Referring expression data
+--

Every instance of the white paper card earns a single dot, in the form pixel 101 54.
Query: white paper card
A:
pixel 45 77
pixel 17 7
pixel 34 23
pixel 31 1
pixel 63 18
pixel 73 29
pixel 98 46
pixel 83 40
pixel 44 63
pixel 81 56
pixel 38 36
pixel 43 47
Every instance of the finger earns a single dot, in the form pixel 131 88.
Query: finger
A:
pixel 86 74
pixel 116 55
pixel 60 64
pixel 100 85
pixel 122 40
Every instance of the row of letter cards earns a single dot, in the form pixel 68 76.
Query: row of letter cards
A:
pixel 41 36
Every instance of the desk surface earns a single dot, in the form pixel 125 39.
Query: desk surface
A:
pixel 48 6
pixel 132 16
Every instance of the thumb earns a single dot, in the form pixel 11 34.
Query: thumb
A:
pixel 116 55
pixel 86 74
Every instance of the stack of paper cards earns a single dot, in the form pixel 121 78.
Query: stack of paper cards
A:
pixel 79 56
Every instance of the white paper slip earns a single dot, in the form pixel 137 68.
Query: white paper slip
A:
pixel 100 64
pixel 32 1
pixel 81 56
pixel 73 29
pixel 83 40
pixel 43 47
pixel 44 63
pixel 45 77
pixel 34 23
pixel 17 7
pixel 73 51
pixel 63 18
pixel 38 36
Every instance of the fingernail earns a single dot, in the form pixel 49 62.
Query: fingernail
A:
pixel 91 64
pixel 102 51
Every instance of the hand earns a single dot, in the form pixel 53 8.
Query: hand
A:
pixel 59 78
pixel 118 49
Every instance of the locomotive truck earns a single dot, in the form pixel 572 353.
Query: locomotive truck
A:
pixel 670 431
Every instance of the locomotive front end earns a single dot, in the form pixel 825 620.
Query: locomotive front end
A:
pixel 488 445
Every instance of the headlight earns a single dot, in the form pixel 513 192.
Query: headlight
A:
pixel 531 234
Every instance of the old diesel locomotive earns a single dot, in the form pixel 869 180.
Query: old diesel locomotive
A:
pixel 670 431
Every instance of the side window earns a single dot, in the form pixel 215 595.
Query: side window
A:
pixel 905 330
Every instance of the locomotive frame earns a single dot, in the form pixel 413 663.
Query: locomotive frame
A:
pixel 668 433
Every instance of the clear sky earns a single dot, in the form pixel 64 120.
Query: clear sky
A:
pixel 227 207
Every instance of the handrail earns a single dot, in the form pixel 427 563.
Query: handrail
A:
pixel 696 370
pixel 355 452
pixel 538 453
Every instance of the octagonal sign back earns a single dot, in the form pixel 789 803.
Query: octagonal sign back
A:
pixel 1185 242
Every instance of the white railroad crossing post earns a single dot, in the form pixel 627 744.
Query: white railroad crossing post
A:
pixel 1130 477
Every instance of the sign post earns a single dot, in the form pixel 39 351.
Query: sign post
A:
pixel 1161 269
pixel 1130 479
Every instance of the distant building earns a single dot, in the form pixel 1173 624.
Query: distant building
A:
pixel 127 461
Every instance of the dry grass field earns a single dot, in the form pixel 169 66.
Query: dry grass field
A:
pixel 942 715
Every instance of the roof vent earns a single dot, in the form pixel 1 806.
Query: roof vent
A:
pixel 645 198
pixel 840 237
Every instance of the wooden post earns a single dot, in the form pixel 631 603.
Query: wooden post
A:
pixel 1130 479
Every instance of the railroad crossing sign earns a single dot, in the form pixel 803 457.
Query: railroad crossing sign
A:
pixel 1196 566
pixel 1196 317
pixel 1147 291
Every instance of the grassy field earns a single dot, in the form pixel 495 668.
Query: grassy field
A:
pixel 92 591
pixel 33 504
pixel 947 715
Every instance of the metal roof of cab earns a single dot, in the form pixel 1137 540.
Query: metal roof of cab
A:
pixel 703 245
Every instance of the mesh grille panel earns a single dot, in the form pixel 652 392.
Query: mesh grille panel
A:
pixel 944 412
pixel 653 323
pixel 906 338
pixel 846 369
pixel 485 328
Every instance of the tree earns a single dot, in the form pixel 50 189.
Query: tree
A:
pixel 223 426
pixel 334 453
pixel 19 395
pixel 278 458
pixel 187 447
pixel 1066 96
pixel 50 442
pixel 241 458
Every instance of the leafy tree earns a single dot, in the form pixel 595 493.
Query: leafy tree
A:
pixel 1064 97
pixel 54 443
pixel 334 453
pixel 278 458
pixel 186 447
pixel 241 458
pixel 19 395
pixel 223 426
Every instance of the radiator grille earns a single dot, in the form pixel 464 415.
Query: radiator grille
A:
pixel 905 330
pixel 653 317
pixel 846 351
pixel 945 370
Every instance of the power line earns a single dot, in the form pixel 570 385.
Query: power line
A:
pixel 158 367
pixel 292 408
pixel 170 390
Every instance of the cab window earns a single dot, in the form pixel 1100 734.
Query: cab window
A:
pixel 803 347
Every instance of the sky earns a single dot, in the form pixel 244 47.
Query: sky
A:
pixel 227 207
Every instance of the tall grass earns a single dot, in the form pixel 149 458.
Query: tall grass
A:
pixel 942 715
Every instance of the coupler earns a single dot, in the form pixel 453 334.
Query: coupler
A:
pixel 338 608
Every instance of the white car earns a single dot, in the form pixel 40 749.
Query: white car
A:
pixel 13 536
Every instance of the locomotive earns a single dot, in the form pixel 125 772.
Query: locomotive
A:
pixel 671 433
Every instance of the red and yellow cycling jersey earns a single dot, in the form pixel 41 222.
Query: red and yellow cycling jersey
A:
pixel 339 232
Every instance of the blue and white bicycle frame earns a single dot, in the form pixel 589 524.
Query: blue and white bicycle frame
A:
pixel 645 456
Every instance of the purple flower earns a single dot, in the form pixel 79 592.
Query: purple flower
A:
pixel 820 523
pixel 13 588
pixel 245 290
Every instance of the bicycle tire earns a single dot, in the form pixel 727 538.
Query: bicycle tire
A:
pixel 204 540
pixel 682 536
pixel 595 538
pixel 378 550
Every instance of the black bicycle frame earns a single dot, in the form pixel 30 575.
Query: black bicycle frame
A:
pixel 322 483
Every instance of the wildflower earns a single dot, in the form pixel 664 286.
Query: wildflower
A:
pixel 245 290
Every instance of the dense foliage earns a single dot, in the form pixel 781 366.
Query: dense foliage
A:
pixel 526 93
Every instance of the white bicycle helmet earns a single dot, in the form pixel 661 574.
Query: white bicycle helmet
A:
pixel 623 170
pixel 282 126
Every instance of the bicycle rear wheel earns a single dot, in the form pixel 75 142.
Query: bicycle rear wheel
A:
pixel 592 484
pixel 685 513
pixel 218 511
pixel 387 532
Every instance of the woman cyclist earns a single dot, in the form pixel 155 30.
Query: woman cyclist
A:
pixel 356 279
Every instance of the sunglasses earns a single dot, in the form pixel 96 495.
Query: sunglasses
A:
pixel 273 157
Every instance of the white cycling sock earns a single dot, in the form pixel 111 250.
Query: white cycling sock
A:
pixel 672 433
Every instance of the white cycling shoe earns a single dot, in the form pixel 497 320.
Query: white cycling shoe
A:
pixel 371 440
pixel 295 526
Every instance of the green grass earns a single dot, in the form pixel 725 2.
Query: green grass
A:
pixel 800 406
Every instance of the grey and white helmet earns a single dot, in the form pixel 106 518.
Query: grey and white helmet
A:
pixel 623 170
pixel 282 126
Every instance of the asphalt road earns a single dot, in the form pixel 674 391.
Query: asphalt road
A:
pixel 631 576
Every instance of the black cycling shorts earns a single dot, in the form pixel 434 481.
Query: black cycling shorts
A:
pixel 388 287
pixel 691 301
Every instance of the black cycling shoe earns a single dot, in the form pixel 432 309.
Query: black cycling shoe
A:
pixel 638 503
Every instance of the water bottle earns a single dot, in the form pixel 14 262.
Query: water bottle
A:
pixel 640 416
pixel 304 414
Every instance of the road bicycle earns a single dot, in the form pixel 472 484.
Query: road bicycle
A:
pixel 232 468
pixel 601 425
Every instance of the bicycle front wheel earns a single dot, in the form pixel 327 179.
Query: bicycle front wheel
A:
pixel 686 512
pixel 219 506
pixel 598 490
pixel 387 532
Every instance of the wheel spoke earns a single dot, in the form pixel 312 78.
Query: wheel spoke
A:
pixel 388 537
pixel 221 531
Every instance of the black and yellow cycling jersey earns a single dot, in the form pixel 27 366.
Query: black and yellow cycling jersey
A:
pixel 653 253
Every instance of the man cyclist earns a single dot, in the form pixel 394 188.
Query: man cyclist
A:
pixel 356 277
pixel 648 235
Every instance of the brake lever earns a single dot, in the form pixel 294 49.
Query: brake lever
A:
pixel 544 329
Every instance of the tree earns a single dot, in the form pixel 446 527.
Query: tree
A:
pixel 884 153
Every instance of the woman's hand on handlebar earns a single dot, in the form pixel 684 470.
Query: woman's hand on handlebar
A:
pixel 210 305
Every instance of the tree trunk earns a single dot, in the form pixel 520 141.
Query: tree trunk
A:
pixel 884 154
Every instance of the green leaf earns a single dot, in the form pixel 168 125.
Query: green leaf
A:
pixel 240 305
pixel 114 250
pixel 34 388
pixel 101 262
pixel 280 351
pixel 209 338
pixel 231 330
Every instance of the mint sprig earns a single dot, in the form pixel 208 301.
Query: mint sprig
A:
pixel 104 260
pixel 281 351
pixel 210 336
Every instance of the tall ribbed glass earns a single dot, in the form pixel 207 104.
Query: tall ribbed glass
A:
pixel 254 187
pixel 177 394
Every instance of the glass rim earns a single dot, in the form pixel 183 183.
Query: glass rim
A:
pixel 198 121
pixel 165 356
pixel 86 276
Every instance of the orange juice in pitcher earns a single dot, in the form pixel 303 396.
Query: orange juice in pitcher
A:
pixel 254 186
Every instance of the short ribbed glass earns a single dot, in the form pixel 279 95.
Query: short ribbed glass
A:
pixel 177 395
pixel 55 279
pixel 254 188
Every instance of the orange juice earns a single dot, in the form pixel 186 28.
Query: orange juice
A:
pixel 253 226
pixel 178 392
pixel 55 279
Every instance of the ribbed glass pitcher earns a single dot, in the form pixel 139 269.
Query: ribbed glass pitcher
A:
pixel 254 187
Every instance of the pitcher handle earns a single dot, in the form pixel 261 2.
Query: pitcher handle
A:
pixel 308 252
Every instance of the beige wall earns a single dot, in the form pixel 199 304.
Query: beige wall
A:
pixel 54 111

+--

**Instructions for the task:**
Among the entries above, locate the lines containing "Every instance of the green leaf" and "Query: mint sprig", and transcribe exactly those two lines and all lines between.

**Reply to the exercise:**
Every instance of the green leaf earns a single dot, in the form pixel 168 125.
Query: green leaf
A:
pixel 240 305
pixel 114 250
pixel 34 388
pixel 101 262
pixel 280 351
pixel 209 338
pixel 231 330
Every instance of the mint sprig earns a single dot, in the form pixel 208 301.
Query: mint sprig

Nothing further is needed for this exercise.